COMPLETE THE FOLLOWING:
[1] According to the Mexico travel blog, about how many family hat-making caves are there in the village of Becal?
[2] Continue the Mexico travel blog from the end of its last sentence.

Friday, November 30, 2012

Jipijapas- Panama Hats

                                       Hey Dude, nice hat.  Where did you get it?

                                                Looks nice on a gal too.

True Panama Hats come from Equador, not Panama, but are also made in the Yucatan of Mexico.

Street vendors sell them in the cities of Merida and Campeche, but we came here to the small village of Becal to get one from the craftsman himself.

This is the center of hat making in the Yucatan, and nearly everyone in town works in the hat industry.

Almost every family has a workshop cave in their back yard.

The damp air in these caves keeps the fibers moist and pliant, essential for the tight weave needed in a top quality hat.

                      There are almost 2,000 of these family caves in the village of Becal.

Leaves from the jipijapa palm tree are fashioned into Toquilla Straw for making the hats.

The finer the weave, the more supple and softer the feel, and the better looking it is.

Small towns like this are found all over Mexico, waiting for the adventurer to arrive.  The craftsmanship is often excellent, the people are warm and friendly and they are often so impressed and feel honored that we have come to their small village to see them. The best way to do this is to take your time and explore slowly in a small RV.  To learn more about Panama Hats, go to:

Tuesday, November 27, 2012

Mexican Homes And Kitchens We've Been In

Homes in Mexico can be anything from extremely beautiful to just barely there.

One of the benefits of these remote charity trips is the opportunity to interact with the people we meet.

                                     We are occasionally invited into their homes.

This woman was excited to make corn tortillas for us.

Stuffed with warm, fresh mushrooms in her "secret" garlic sauce, they were unbeatable.

                               This is the real Mexican cooking we've come to see.

                                       Outdoor kitchens are not unusual to find.

These women are often outstanding cooks and love to make things for us.

This cave is vacant now, but was once the home of a Tarahumara family in the Copper Canyon.
The ceiling is blackened with the soot of many cooking and heating fires.

Saturday, November 24, 2012

Charity Committee

One of the major goals of our group is to seek out the special needs of the areas we travel to and do our best to help where we can.  This can be hospital and medical supplies, school supplies, wheelchairs, computers, beds for orphanages, clothes and often several thousand dollars in cash.

Saved data entries
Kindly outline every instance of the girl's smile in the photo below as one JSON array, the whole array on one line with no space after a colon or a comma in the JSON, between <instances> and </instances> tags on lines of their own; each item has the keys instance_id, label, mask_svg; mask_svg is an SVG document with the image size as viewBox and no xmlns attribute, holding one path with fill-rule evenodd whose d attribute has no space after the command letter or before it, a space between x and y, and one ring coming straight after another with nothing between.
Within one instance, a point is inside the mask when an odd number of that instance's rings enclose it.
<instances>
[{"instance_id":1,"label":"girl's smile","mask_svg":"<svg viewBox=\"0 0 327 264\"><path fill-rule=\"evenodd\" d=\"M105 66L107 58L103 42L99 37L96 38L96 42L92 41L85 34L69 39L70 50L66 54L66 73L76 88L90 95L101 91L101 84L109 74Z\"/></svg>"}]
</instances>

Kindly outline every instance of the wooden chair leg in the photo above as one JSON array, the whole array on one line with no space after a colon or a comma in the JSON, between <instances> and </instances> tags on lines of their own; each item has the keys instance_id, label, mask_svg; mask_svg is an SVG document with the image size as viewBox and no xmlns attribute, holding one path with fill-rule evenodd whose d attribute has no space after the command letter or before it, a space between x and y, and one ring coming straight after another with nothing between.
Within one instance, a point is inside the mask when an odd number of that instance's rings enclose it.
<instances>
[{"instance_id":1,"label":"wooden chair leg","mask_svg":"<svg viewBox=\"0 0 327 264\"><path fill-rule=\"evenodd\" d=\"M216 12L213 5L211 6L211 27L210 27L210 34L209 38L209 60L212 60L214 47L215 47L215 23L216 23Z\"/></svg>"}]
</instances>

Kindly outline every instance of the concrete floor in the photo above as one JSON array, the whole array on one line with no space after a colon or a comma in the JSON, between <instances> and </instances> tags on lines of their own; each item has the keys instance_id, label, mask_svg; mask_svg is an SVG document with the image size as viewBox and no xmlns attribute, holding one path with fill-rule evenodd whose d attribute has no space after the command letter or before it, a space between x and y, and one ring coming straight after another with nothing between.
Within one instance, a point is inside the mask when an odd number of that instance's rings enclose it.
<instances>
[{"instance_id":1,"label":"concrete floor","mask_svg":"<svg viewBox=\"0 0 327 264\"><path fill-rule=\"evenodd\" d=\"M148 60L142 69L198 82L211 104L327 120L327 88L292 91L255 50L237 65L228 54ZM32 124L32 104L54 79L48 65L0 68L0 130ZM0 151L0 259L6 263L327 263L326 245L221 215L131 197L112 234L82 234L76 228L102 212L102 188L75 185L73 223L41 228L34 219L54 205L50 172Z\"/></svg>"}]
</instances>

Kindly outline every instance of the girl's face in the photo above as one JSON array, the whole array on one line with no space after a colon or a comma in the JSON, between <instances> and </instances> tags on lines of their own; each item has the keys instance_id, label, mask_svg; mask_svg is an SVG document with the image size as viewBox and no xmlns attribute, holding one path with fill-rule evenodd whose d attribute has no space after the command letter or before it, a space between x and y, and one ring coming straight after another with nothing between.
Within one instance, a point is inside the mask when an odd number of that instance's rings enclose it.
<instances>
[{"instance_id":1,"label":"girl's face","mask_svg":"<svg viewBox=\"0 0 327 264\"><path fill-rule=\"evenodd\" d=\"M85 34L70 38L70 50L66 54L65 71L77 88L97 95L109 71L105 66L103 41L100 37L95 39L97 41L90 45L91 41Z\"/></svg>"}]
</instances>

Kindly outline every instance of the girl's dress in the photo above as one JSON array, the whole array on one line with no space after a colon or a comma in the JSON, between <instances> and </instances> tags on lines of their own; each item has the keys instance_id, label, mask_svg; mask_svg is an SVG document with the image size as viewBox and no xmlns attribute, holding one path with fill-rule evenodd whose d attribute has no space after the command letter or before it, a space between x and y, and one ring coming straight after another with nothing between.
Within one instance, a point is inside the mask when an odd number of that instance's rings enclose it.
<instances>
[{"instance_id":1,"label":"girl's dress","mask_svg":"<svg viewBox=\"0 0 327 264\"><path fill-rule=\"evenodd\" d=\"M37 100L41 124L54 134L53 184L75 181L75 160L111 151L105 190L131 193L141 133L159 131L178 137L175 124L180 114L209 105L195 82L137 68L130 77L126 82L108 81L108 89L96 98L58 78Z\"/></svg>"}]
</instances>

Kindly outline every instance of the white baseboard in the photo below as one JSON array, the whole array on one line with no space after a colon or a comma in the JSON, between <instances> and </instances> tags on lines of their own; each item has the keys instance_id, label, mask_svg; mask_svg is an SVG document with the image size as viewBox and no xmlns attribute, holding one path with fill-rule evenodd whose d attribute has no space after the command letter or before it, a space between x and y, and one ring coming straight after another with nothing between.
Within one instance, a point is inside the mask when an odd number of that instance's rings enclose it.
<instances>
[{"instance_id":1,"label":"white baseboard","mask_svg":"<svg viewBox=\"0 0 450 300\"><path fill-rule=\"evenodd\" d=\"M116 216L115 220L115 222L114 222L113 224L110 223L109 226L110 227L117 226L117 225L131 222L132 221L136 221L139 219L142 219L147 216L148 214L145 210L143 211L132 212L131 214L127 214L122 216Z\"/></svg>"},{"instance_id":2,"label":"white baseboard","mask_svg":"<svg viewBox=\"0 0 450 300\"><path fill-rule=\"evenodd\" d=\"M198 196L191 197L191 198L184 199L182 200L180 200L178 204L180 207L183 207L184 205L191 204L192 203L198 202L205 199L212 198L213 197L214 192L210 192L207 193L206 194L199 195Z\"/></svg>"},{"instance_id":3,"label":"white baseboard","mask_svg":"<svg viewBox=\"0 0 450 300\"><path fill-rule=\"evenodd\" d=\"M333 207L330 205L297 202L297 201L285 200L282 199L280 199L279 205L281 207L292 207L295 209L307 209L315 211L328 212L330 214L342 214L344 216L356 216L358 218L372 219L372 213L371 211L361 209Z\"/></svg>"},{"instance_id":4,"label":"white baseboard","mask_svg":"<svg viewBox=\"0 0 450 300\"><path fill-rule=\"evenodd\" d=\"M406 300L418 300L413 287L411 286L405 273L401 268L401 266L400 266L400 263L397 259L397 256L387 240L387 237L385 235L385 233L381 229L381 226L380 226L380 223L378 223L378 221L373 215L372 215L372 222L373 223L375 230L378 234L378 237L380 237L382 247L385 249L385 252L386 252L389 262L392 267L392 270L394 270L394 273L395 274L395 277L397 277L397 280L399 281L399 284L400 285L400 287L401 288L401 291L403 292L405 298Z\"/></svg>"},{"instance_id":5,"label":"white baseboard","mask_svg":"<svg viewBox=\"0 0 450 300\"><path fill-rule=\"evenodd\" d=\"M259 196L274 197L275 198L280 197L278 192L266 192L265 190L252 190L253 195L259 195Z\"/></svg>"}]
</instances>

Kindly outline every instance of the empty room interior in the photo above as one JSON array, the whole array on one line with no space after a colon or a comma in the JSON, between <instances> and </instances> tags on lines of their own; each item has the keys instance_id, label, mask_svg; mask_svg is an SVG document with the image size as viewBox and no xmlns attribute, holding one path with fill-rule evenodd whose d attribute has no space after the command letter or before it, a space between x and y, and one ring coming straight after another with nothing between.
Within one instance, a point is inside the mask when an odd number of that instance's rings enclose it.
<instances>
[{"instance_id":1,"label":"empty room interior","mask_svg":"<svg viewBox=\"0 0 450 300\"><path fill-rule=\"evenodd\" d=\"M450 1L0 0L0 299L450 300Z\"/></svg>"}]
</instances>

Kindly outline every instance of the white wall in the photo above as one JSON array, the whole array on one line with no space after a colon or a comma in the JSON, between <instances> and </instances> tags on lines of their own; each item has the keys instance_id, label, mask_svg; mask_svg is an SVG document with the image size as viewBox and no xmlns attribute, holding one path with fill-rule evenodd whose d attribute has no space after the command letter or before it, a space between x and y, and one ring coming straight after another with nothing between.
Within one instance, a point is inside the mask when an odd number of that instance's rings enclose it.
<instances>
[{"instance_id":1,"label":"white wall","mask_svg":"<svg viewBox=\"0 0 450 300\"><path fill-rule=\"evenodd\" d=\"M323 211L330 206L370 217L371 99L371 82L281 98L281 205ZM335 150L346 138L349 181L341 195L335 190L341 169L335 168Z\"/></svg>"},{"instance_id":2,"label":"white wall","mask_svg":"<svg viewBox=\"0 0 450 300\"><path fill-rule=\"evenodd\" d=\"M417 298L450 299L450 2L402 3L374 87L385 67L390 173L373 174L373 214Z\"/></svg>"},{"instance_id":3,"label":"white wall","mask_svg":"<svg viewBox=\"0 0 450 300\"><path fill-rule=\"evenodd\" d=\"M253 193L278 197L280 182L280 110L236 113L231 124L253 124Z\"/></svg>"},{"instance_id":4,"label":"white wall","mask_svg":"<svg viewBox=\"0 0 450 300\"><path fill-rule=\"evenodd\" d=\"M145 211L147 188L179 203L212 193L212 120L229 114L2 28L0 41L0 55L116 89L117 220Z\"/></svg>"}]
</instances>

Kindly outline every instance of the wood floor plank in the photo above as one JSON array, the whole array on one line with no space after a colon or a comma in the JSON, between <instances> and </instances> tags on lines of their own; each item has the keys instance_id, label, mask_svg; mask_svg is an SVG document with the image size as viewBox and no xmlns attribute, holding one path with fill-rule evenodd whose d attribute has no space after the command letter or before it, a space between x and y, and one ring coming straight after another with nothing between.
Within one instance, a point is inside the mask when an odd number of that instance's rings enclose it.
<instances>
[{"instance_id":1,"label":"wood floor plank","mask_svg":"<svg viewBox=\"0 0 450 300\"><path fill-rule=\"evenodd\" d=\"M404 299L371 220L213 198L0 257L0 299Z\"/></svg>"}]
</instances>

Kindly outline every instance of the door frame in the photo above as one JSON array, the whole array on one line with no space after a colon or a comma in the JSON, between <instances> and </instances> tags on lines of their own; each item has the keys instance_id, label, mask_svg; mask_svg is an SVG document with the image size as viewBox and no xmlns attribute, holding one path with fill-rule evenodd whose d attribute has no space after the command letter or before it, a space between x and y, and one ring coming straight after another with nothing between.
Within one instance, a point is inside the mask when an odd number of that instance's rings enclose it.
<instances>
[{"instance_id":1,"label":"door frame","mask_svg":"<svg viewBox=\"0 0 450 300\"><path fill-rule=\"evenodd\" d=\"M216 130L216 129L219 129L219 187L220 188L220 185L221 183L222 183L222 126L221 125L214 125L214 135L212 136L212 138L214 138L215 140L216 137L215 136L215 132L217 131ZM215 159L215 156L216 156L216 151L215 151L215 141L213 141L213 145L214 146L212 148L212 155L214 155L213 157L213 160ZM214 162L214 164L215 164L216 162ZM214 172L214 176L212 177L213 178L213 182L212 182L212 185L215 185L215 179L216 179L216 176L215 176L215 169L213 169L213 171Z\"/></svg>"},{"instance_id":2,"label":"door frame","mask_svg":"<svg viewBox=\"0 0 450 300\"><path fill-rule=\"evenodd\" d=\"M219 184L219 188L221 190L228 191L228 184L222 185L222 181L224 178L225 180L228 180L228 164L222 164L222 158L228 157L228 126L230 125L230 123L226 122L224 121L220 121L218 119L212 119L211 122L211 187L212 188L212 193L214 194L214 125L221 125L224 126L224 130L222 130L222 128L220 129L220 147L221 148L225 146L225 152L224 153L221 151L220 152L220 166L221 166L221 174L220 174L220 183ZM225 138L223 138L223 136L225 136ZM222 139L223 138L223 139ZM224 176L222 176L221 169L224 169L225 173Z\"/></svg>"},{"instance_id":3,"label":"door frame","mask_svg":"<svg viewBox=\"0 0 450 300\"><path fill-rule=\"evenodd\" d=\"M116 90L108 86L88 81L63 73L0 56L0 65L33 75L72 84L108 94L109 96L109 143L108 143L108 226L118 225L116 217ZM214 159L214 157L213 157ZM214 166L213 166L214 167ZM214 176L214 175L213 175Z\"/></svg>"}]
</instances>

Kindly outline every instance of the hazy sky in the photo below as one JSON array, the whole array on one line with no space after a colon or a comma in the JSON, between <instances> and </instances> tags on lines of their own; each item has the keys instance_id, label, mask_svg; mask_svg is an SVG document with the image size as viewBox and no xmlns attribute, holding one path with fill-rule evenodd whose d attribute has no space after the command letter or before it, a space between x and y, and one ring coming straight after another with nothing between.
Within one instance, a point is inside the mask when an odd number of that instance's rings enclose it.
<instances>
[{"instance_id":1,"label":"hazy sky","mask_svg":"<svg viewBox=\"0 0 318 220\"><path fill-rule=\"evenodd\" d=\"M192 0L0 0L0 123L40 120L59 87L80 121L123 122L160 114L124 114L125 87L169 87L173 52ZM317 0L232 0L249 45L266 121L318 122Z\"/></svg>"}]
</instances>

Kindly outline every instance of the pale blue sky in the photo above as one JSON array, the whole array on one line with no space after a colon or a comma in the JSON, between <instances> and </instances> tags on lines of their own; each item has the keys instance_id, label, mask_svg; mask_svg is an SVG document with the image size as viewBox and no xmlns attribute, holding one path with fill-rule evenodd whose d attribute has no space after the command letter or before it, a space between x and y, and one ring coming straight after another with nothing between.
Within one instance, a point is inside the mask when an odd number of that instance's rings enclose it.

ANSWERS FOR THIS EXERCISE:
[1] Almost 2,000.

[2]
The supplies above were loaded on the Chepe, the train to the Copper Canyon, and taken to the Tarahumara Indians in remote areas of the canyon that we were to visit.

Some were left at this girls school in the village of Cerocahui.

The Tarahumara make their shoes from rubber taken from old tire treads.

We left sports equipment, school supplies, warm clothes and a computer at this remote school on the way to the village of Urique at the bottom of one of the world's deepest canyons.

The teacher later traveled to Mexico City to learn how to use the computer.

It's a nice, clean school with electricity and a wood burning stove.

 All students here are learning three languages: Spanish, English and their native Tarahumara.

  In the year preceding each trip, volunteers gather information that is used by the charity committee to best distribute the items we have been able to obtain.

As you can see, these are often really remote areas that tourists never care to see.

Our local contact for this trip is explaining who we are and why we came here to help them.

    The village above is in remote mountains near the East Coast.
                          The one below is near El Fuerte near the West coast.

The happy teacher surrounded by her students.  

These pictures were taken at a facility for disabled children near the large city of Zacatecas.

One of our members, a physical therapist, was able to teach some new techniques to them.

     We were able to leave much needed medical supplies and some money.

Judy and I have both served on this committee and have found it to be one of the most moving parts of any rally.  We not only go to remote areas, but get to meet the people there and interact with them.

Tuesday, November 20, 2012

Spreading Goodwill

One of the goals of the Mexican Connection is to give back to the communities that we travel to.

For this trip, someone was able to bring a large supply of stuffed animals and several large bags of MardiGras beads.

What might seem trivial to us is very important to them, as these are very likely the only stuffed animals they will ever own.

Their happy faces and smiles bring great rewards to us.

Mothers and grandmothers look on, sometimes with tears in their eyes, as chickens and pigs run around the school yard.

This school in the same village is for the older kids and has a leaking roof.

There are almost no books. Here we left a nice supply of pencils, paper, calculators and other supplies.

This girl was the first to come from her school on top of the hill.  She went home and brought back her mother before accepting any beads from us.

News spreads fast in these small villages.  It is very rare for outsiders to come here.

These people are neat and clean, even though their homes often have dirt floors and chickens (sometimes pigs) running in and out.